_PAGE EXTRACT_
The overall metric uncertainty was estimated for all the 272 waterbodies as the relative standard error of the mean (RSE%). The RSE% for an individual lake waterbody’s chla mean varied from a minimum of 2% to a maximum of 34%, and for coastal waterbodies from 5% to 32%. For rivers, the RSE% of TP means varied from 3 to 44%. The median RSE% for chla means in coastal waterbodies was 10% and in lakes 6%, and for TP means in rivers 8% (Fig. 1). For lakes, the smallest mean uncertainty (5%) was in waterbodies belonging to shallow and medium-size humic lakes (Mh, nWB = 12; Kh, nWB = 16), and nutrient-rich lakes (Rr, nWB = 22). The median RSE% was low also for very calcareous lakes but only two waterbodies of this type were included in the analysis. The highest median error occurred in shallow, low-humic lakes (MVh, 11%, nWB = 4), and very humic lakes (Rh, 10%, nWB = 9). For coastal waterbody types, the RSE% varied from the median of 6% for waterbodies in the Gulf of Finland inner archipelago (Ss, nWB = 3) to 19% for the Bothnian Bay outer coastal waters (Pu, nWB = 5) and to 32% for a one waterbody in the Bothnian Sea outer coastal waters (Seu). The median TP uncertainty between river types varied from 4% of large rivers in regions with mineral soils (Sk, nWB = 5) to 13% of a small peatland river (Pt) and to 12% of medium-sized rivers in regions with clay soils (Ksa, nWB = 14). Rivers that are located in regions with mineral soils (types ESk, Sk, Kk) seemed to have smaller levels of uncertainty than rivers in peatland (types ESt, Kt, Pt, ST) or clay soils (Ksa, Psa, Ssa).

Fig. 1
figure 1

Total error (RSE%) of the mean metric for waterbody types (Table 2) in a.) lakes, b.) coastal areas, and c.) rivers. The box plots show the median, lower, and upper quartiles and outliers. The box widths are proportional to the number of observations in each waterbody type. For visualization, the widths denote the square roots of the number of observations. The median RSE% of each water category is denoted as a vertical line (6% for lakes and 10% for the coastal chla values, and 8% for the river TP)

For chla in lakes, when the status class was estimated as high, the total error (RSE%) was also high and the variation between waterbodies was high (Fig. 2). When shifting to poor and bad classes, the RSE% and also the variation between waterbodies decreased. There are no coastal waterbodies with “High” or “Bad” chla class, but an increase in RSE% along the improvement of status class can be observed as well. However, for river TP, the variance seems to be generally higher in “Poor” and “Bad” classes than in the “High,” “Good,” or “Moderate.”

[Source data]
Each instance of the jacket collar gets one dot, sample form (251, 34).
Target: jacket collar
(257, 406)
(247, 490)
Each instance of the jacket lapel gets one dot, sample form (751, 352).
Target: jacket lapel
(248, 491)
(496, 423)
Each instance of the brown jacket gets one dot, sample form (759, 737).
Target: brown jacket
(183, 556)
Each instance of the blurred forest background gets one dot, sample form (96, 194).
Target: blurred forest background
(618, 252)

_TASK REQUIREMENTS_
Please write out the passage on waterbody uncertainty word for word, from "Total error (RSE%) of" up to and including "the river TP)".

_SOLUTION FOR THIS PROBLEM_
Total error (RSE%) of the mean metric for waterbody types (Table 2) in a.) lakes, b.) coastal areas, and c.) rivers. The box plots show the median, lower, and upper quartiles and outliers. The box widths are proportional to the number of observations in each waterbody type. For visualization, the widths denote the square roots of the number of observations. The median RSE% of each water category is denoted as a vertical line (6% for lakes and 10% for the coastal chla values, and 8% for the river TP)